§ **EXERCISE DESCRIPTION**
Using the listing below, report all lines holding the word "logo".

§ **SUPPLIED ENTRIES**
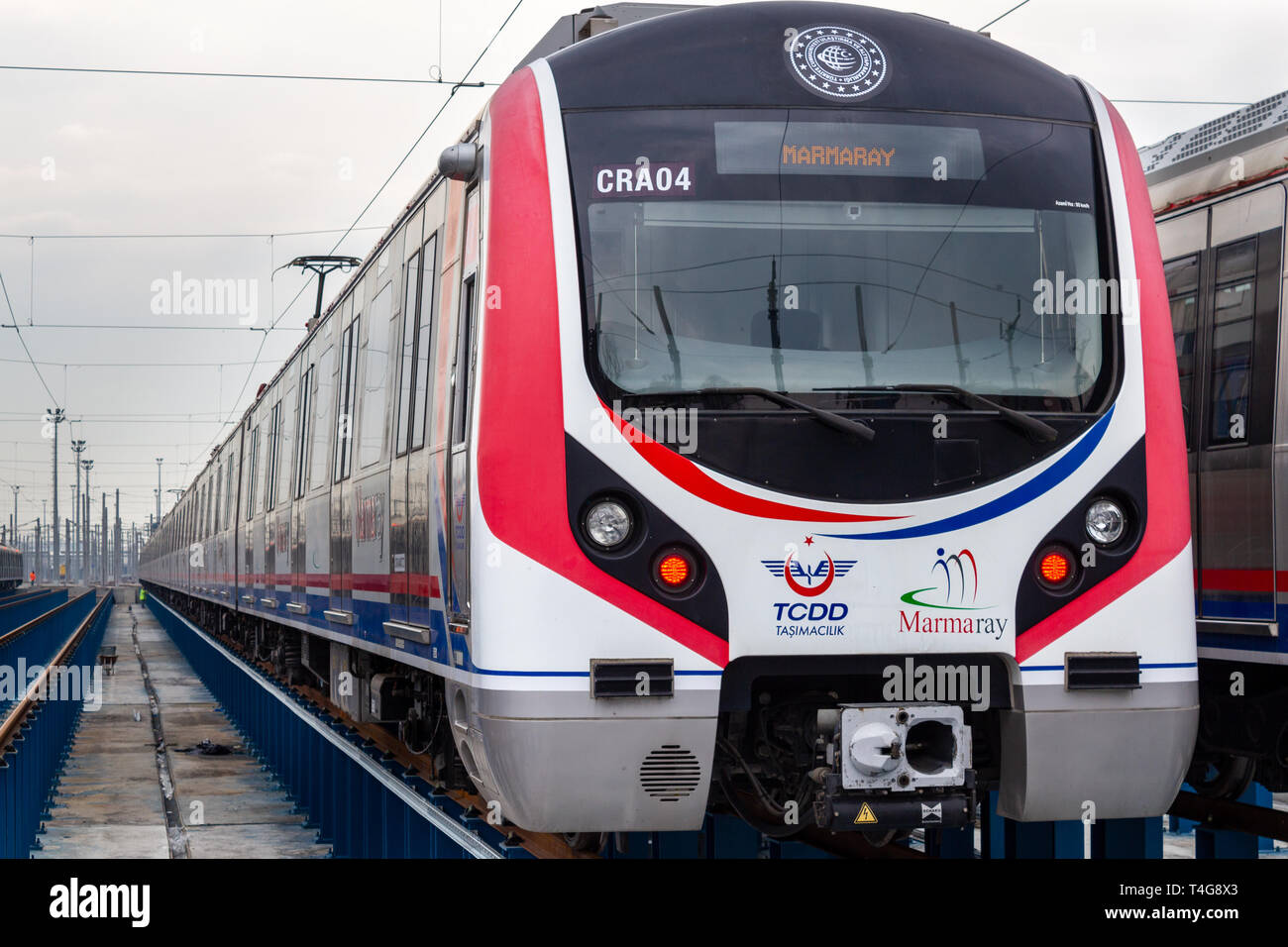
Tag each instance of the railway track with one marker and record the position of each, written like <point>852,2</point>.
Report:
<point>37,728</point>
<point>1231,815</point>
<point>389,761</point>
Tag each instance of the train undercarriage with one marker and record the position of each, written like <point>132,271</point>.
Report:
<point>406,701</point>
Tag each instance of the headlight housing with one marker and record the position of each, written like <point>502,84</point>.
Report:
<point>608,523</point>
<point>1106,522</point>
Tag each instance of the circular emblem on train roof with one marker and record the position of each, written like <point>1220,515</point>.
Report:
<point>836,62</point>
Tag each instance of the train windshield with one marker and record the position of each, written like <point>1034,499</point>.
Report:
<point>818,252</point>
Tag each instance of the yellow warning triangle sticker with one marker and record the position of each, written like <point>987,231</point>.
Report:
<point>864,817</point>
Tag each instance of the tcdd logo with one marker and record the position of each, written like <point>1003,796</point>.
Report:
<point>807,579</point>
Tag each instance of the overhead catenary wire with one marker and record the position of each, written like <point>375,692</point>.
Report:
<point>369,204</point>
<point>995,20</point>
<point>181,236</point>
<point>14,326</point>
<point>187,73</point>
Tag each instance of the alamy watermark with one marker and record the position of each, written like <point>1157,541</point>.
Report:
<point>669,425</point>
<point>62,684</point>
<point>941,684</point>
<point>1090,296</point>
<point>191,296</point>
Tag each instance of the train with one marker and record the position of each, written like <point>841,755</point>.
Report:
<point>1219,193</point>
<point>765,410</point>
<point>11,569</point>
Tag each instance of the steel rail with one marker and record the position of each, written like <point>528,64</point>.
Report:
<point>18,714</point>
<point>24,629</point>
<point>449,826</point>
<point>24,596</point>
<point>1227,814</point>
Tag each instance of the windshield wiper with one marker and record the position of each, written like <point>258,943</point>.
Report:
<point>828,418</point>
<point>1026,423</point>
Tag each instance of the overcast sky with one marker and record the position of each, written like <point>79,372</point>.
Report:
<point>90,154</point>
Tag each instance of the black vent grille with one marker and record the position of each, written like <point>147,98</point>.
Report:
<point>613,678</point>
<point>670,774</point>
<point>1102,672</point>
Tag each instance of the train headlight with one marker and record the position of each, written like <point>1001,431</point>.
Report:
<point>608,523</point>
<point>1106,522</point>
<point>1055,569</point>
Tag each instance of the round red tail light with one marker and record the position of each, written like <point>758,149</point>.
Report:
<point>675,571</point>
<point>1055,569</point>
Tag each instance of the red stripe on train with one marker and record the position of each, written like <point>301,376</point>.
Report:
<point>690,476</point>
<point>1168,525</point>
<point>522,475</point>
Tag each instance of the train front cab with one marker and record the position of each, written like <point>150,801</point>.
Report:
<point>613,302</point>
<point>1225,266</point>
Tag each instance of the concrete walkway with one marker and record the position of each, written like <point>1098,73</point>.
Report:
<point>111,802</point>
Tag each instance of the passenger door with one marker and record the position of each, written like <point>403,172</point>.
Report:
<point>463,376</point>
<point>342,505</point>
<point>1225,318</point>
<point>399,587</point>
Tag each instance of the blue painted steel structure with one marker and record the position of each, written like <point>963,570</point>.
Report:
<point>31,764</point>
<point>364,804</point>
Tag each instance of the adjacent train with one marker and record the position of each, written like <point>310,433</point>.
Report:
<point>1219,192</point>
<point>11,569</point>
<point>767,408</point>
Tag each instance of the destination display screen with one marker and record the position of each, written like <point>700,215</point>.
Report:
<point>849,149</point>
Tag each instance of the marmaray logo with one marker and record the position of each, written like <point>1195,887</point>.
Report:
<point>807,579</point>
<point>956,589</point>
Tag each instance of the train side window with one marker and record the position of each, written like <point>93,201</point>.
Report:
<point>252,471</point>
<point>411,295</point>
<point>376,372</point>
<point>286,438</point>
<point>424,365</point>
<point>274,437</point>
<point>1183,292</point>
<point>344,416</point>
<point>301,438</point>
<point>460,408</point>
<point>219,496</point>
<point>322,401</point>
<point>465,326</point>
<point>1233,318</point>
<point>231,505</point>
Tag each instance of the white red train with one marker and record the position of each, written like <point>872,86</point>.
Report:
<point>768,408</point>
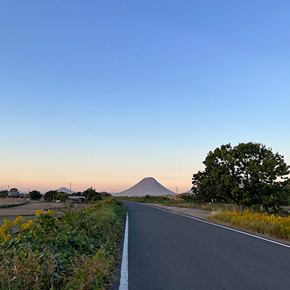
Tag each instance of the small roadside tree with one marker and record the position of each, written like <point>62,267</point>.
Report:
<point>14,189</point>
<point>92,195</point>
<point>35,195</point>
<point>62,196</point>
<point>50,195</point>
<point>248,174</point>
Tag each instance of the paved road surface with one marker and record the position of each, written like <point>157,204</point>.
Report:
<point>167,251</point>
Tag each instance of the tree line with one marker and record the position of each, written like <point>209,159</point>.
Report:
<point>249,175</point>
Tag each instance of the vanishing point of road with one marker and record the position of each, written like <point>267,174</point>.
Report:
<point>169,251</point>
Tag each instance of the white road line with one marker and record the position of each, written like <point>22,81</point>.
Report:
<point>221,226</point>
<point>124,283</point>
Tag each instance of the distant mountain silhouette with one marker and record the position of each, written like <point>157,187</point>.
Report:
<point>146,186</point>
<point>64,189</point>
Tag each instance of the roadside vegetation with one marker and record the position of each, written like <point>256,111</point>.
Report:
<point>77,250</point>
<point>246,186</point>
<point>272,225</point>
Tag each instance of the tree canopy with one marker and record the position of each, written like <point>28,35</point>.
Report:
<point>50,195</point>
<point>92,194</point>
<point>35,195</point>
<point>248,174</point>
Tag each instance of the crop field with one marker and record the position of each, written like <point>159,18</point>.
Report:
<point>77,250</point>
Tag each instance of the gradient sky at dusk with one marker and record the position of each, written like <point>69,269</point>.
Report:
<point>105,93</point>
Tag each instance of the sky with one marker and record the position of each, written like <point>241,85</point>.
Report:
<point>105,93</point>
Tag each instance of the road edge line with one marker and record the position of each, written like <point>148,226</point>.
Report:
<point>124,282</point>
<point>221,226</point>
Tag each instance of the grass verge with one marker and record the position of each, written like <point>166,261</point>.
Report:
<point>78,251</point>
<point>274,226</point>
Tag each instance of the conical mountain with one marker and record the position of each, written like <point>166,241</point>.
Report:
<point>148,185</point>
<point>65,190</point>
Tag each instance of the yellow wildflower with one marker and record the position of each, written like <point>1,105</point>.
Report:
<point>19,220</point>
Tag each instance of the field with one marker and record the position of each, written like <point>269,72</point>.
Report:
<point>30,208</point>
<point>74,250</point>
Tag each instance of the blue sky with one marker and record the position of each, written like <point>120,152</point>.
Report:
<point>104,93</point>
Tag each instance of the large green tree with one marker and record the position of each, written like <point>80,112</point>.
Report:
<point>35,195</point>
<point>248,174</point>
<point>50,195</point>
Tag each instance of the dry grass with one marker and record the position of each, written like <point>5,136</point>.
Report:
<point>271,229</point>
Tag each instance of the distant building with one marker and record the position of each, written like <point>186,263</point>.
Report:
<point>16,194</point>
<point>76,199</point>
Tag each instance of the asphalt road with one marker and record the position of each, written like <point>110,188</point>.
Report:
<point>167,251</point>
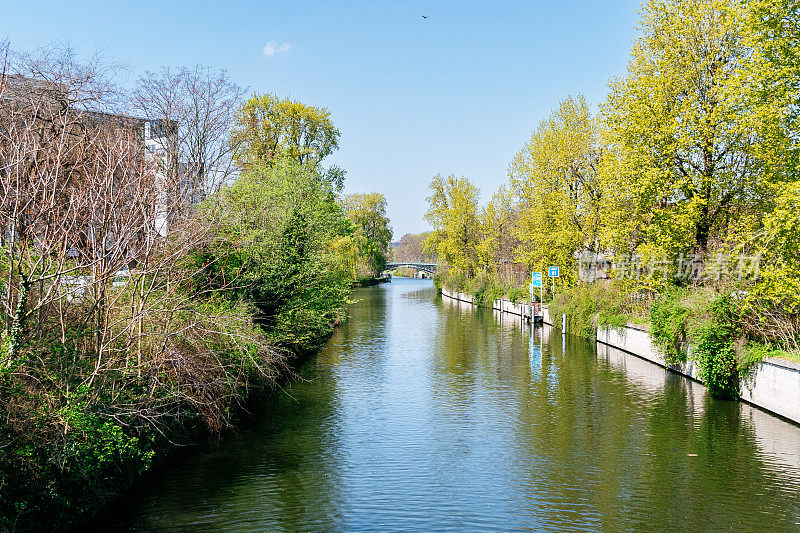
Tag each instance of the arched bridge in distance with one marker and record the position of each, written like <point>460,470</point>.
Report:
<point>430,268</point>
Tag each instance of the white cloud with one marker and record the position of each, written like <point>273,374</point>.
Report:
<point>272,48</point>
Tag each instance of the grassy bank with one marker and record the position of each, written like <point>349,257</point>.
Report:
<point>711,326</point>
<point>485,289</point>
<point>99,384</point>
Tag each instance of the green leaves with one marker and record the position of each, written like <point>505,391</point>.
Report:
<point>372,233</point>
<point>555,178</point>
<point>269,128</point>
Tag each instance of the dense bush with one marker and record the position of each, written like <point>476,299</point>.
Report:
<point>589,306</point>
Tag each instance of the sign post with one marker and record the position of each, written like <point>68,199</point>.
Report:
<point>536,281</point>
<point>553,273</point>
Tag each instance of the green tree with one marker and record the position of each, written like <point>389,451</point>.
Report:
<point>453,213</point>
<point>770,85</point>
<point>269,128</point>
<point>555,177</point>
<point>372,233</point>
<point>682,165</point>
<point>411,247</point>
<point>276,233</point>
<point>498,226</point>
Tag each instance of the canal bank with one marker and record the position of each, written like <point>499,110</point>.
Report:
<point>424,413</point>
<point>772,384</point>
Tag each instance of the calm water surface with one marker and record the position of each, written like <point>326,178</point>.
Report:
<point>423,415</point>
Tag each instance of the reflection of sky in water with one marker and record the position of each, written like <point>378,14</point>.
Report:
<point>424,414</point>
<point>536,351</point>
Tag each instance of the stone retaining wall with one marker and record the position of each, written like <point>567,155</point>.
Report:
<point>772,385</point>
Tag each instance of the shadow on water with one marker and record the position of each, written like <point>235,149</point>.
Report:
<point>424,413</point>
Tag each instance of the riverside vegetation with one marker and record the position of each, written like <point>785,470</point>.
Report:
<point>688,182</point>
<point>151,286</point>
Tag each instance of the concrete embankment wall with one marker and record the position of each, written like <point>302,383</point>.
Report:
<point>773,384</point>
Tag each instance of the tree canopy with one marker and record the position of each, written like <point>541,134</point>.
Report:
<point>269,128</point>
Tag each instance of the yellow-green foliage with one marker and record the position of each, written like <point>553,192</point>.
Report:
<point>453,213</point>
<point>555,178</point>
<point>599,304</point>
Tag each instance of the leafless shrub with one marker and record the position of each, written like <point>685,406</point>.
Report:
<point>96,238</point>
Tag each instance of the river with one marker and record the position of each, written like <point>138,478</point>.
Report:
<point>422,414</point>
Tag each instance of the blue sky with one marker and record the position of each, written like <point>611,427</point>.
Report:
<point>458,92</point>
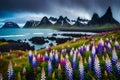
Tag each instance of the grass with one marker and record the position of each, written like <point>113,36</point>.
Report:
<point>22,61</point>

§ **EXERCISE OUTPUT**
Tag each instance of the tcdd logo with one marker and record the position of each, written like <point>1003,796</point>.
Tag each instance of the marmaray logo with one marker and record the position of each, written like <point>1195,887</point>.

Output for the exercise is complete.